[WHAT TO WORK ON] All lines from the one with "Where can the pink" to the end need to be copied exactly, with nothing before them.

[RECORDS SUPPLIED]
## START
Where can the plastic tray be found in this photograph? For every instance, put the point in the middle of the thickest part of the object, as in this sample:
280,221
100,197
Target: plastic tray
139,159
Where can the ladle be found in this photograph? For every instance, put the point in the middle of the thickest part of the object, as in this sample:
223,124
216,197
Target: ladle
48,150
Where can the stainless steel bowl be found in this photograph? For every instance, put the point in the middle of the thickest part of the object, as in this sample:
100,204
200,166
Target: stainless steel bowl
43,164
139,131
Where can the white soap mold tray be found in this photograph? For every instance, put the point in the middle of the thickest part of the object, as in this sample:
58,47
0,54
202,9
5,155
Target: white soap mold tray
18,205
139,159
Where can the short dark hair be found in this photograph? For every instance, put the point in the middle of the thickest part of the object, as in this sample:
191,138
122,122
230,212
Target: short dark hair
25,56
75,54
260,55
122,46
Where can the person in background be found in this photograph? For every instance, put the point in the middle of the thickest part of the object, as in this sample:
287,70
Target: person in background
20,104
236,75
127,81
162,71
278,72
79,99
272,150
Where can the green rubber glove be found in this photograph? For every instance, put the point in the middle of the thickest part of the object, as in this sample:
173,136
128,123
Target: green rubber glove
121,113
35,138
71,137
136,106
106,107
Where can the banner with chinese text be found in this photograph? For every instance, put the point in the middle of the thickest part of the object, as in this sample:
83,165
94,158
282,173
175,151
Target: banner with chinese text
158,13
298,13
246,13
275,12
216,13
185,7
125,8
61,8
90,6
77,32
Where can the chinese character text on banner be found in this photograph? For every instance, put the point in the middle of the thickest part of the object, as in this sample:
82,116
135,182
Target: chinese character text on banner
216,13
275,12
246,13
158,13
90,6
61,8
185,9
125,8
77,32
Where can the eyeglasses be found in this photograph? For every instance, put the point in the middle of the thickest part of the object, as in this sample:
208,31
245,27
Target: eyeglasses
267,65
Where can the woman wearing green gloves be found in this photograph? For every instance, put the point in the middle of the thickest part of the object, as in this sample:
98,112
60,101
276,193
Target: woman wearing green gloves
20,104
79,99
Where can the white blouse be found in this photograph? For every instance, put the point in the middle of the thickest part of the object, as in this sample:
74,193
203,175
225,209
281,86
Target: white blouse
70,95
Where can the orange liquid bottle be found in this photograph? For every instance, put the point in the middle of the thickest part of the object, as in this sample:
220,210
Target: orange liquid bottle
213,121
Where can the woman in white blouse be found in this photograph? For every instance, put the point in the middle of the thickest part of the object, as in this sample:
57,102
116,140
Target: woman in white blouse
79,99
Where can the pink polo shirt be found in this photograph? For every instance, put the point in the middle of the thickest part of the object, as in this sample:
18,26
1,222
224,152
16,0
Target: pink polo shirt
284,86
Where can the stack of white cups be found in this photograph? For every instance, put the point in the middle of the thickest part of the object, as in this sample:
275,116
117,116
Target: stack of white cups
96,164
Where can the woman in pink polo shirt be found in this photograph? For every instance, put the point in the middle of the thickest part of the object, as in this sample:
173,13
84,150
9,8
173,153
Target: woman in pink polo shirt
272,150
## END
[WRITTEN SOLUTION]
Where can the pink polo shirt be found in this photograph? For every instance, put the point in the middle of the thickest part of the object, as in this sample:
18,26
1,222
224,152
16,0
Target: pink polo shirt
284,86
Where can the stack of white cups be found in this photograph? For every instance, put the point in the middle of the thickest part of the object, as in this sample:
275,116
117,116
Target: stack of white cups
96,164
Where can the woman in pink polo shirt be found in this photograph? For every instance, put the point in the middle of the thickest part of the object, as in this sample:
173,13
84,150
9,8
173,153
Target: woman in pink polo shirt
272,150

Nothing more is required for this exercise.